[start of QUOTED TEXT]
Worldmark Aerocity
- Location: Aerocity, New Delhi, India
- Status: Phase 1 complete, Phase 2 under construction
- Groundbreaking: 2019
- Estimated completion: 2027
- Use: Mixed use: offices, retail, restaurants
- Website: bhartirealestate.com

Companies
- Architect: PLP Architecture, ARCOP Associates and Benoy
- Developer: Bharti Realty Ltd

Technical details
- Buildings: Worldmark 1, Worldmark 2, Worldmark 3, Worldmark 4, Worldmark 5, Worldmark 6, Worldmark 7
- Leasable area: 7,000,000 square feet (650,000 m^{2})

= Worldmark Aerocity =

Indian real estate project

Worldmark Aerocity is a mixed used real estate project located in New Delhi, India. Phase 1 of the project includes 3 towers which are complete. Phase 2 which includes 4 more towers and India’s largest shopping mall is currently under construction and is expected to be completed in 2027.

==History==

In 2019, Bharti Realty won development rights next to Delhi airport in the aerocity area next to the Indira Gandhi International Airport.

==Funding==

Brookfield India Real Estate Trust (BIRET) acquired Bharti's 50% stake in four properties, including Worldmark Aerocity in 2024. As a part of this deal, Bharti got an 8.53% stake in BIRET as consideration for the sale. The deal also gives BIRET a first right of refusal on the balance 50% stake after April 2026.

==Phased expansion==

- Worldmark-1-2-3: The Worldmark project by Bharti Realty at the site is roughly a 1.4 million sq ft office, plus retail project spread across several towers, Worldmark 1, 2 and 3 spread over 7.6 acres.

  - Worldmark-1 - operational: Worldmark-1 comprises around 900,000 sq ft office space, tenants include Ernst & Young, Airbus, Goods and Service Tax Network, Credit Agricole and Industrial Bank of Korea. Bharti Realty has set up a 50,000 sq. ft. food court called Food Capital, which has restaurants and outlets including international chains Subway and Pizza Hut as well as outlets of local chains Bikanervala and Karim's.

  - Worldmark-2 complete in 2025.

  - Worldmark-3 completion in 2027.
[end of QUOTED TEXT]
[start of DATA SECTION]
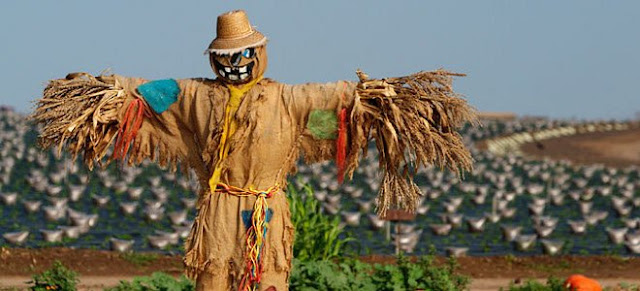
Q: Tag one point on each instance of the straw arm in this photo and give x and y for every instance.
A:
(413, 121)
(89, 115)
(316, 110)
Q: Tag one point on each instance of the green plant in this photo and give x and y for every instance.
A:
(553, 284)
(318, 236)
(351, 274)
(58, 277)
(156, 282)
(139, 259)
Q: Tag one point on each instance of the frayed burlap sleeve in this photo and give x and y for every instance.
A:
(85, 114)
(414, 122)
(315, 108)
[end of DATA SECTION]
WHAT TO WORK ON
**a.** Translate this sentence from the Worldmark Aerocity article into Spanish: "Phase 1 of the project includes 3 towers which are complete."
**b.** Pick up the Worldmark Aerocity article after its final line and keep writing.
The records aren't needed for any of this.

TASK ANSWERS
**a.** La fase 1 del proyecto incluye 3 torres, que están terminadas.

**b.**
- Worldmark-4-5-6-7: Bharti Real Estate announced the expansion of Worldmark in 2022. This phase comprising Worldmark 4, 5, 6 and 7 together form the commercial precinct with approximately 3.5 million sq. ft. of office space and about 3 million sq. ft. of retail space spread over 40 acres. This will include India’s largest shopping mall and is expected to be completed in 2027. This development is part of a $2.5 billion expansion project called Worldmark Aerocity. The project has been dubbed as India's first aerotropolis. It will feature high-street experiences, luxury and mid segment brands, a food court, a 10-screen multiplex, a banquet hall, and an indoor entertainment center.

  - Worldmark-4 completion in TBD.
  - Worldmark-5 completion in TBD.
  - Worldmark-6 completion in TBD.
  - Worldmark-6 completion in TBD.

==Connectivity==

- Airport
  - IGI Delhi Airport: Worldmark sits between T1 and T2/T3.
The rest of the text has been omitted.